(Beginning of PAGE TEXT)

Applicant for Security Clearance


ISCR Case No. 01-05476

DECISION OF ADMINISTRATIVE JUDGE

ROGER C. WESLEY

APPEARANCES

FOR GOVERNMENT

William S. Fields, Department Counsel

FOR APPLICANT

Pro Se

STATEMENT OF THE CASE

On August 9, 2001, the Defense Office of Hearings and Appeals (DOHA), pursuant to Executive Order 10865 and Department of Defense Directive 5220.6 (Directive), dated January 2, 1992, issued a Statement of Reasons (SOR) to Applicant, which detailed reasons why DOHA could not make the preliminary affirmative finding under the Directive that it is clearly consistent with the national interest to grant or continue a security clearance for Applicant, and recommended referral to an administrative judge to determine whether clearance should be granted, continued, denied or revoked

Applicant responded to the SOR on September 6, 2001, and requested a hearing. The case was assigned to this Administrative Judge on November 9, 2001, and was scheduled for hearing. A hearing was convened on December 4, 2001, for the purpose of considering whether it would be clearly consistent with the national interest to grant, continue, deny or revoke Applicant's security clearance. At hearing, the Government's case consisted of two exhibits; Applicant relied on one witness (himself) and no exhibits. The transcript (R.T.) of the proceedings was received on December 12, 2001.

PROCEDURAL ISSUES

Prior to the close of the proceedings, Applicant asked for leave to supplement the record with documentation of his surrendering his French passport and steps he has taken to renounce his French citizenship, together with copies of his French and US passports. There being no objections, and good cause being shown, Applicant was granted seven (7) days to supplement the record. Within the time permitted, Applicant supplemented the record with letters to the French Consulate surrendering his French passport and renouncing his French citizenship, as well as copies of his French and US passports. There being no objection, Applicant's supplemented documentation is admitted as Applicant's exhibit "A."

STATEMENT OF FACTS

Applicant is a 45-year old vice-president of a soft-ware defense contractor whose government contracts are devoted principally to domestic work. He seeks a security clearance to facilitate his access to classified laboratories without escorting.

Summary of Allegations and Responses

Applicant is alleged to have (1) exercised dual citizenship with France and the US and (2) reapplied for a French passport in January 1998, even though he had become a naturalized US citizen in November 1997 and received a French passport that will not expire until January 2003.

(End of PAGE TEXT)
(Beginning of DATA FOR ANALYSIS)

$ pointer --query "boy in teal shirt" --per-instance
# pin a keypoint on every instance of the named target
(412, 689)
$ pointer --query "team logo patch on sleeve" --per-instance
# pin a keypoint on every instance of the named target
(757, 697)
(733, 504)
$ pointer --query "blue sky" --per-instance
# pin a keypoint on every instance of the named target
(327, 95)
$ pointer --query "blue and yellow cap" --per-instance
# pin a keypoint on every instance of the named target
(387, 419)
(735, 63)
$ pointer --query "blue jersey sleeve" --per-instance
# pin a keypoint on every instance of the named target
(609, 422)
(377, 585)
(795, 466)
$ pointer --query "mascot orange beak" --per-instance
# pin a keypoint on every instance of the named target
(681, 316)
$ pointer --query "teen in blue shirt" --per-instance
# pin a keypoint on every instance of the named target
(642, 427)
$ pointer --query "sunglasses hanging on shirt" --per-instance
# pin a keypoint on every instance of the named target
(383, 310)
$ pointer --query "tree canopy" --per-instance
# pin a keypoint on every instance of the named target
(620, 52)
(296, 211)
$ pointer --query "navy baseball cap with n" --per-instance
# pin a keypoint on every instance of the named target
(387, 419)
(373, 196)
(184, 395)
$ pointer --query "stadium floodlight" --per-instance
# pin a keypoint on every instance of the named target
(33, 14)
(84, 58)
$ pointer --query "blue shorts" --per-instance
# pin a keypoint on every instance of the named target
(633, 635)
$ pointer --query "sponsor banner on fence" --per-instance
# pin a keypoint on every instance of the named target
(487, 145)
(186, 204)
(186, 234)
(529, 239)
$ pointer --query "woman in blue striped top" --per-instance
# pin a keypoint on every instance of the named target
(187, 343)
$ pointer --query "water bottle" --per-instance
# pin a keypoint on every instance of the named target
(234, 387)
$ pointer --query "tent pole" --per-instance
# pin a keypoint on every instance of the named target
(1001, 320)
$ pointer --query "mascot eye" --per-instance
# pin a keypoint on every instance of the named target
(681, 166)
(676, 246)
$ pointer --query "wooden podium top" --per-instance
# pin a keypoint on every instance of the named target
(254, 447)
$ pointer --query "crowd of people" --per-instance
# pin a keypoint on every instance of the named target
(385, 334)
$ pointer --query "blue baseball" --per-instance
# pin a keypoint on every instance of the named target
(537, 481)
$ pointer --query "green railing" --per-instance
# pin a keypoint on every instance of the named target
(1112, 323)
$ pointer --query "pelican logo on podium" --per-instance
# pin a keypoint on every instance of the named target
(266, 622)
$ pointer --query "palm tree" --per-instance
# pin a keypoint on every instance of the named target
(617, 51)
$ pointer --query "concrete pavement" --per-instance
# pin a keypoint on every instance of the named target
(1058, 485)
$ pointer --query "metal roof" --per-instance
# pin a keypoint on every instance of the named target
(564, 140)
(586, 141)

(End of DATA FOR ANALYSIS)

TASKS FOR THIS EXERCISE:
1 – Answer these questions from the clearance decision, one per line:
(a) On what date did Applicant respond to the SOR?
(b) How many days was Applicant given to supplement the record?
(c) How old is Applicant?
2 – Rename "transcript" as "record of testimony" in the clearance decision from "Applicant responded to" to "December 12, 2001.", and give that passage in full.
3 – Continue the clearance decision from where it stops.

RESPONSES BY ITEM NUMBER:
1 –
(a) September 6, 2001
(b) Seven (7) days
(c) 45

2 –
Applicant responded to the SOR on September 6, 2001, and requested a hearing. The case was assigned to this Administrative Judge on November 9, 2001, and was scheduled for hearing. A hearing was convened on December 4, 2001, for the purpose of considering whether it would be clearly consistent with the national interest to grant, continue, deny or revoke Applicant's security clearance. At hearing, the Government's case consisted of two exhibits; Applicant relied on one witness (himself) and no exhibits. The record of testimony (R.T.) of the proceedings was received on December 12, 2001.

3 –
Additionally, Applicant is alleged to have (a) a mother and two brothers, who are both citizens and residents of France, (b) a sister who is a citizen of France residing in the US, and (c) children who are dual citizens of France and the US.

For his response to the SOR, Applicant admitted each of the allegations with explanations. He claimed to have been told by US officials when applying for his US citizenship that renunciation of his French citizenship was not an option. He claimed conversely that he was under the impression when completing the US citizenship application process that dual citizenship would never be an issue for him. Concerning his French passport, he claimed he always used his US passport when he traveled and never used his French passport when he traveled internationally. With respect to the foreign influence issues, he claimed that none of his family members still living in France are agents of France or in a position to be exploited by the French government or any other French institution. He claimed his family members residing in France are financially independent. Applicant claimed his allegiance is with the US and not France, which he has proven many times, both personally (complying with all US laws and paying all of his taxes to the US, and not France) and with the American companies he has worked for: both Company A and Company B he and his two partners started more than fifteen years ago. He claimed he has never received any financial or other types of benefits from the French Government or any other French institution and has never been contacted, requested or threatened by any persons or organizations of any foreign countries, specifically France.

Relevant and Material Factual Findings

The allegations covered in the SOR and admitted to by Applicant are incorporated herein by reference adopted as relevant and material findings. Additional findings follow.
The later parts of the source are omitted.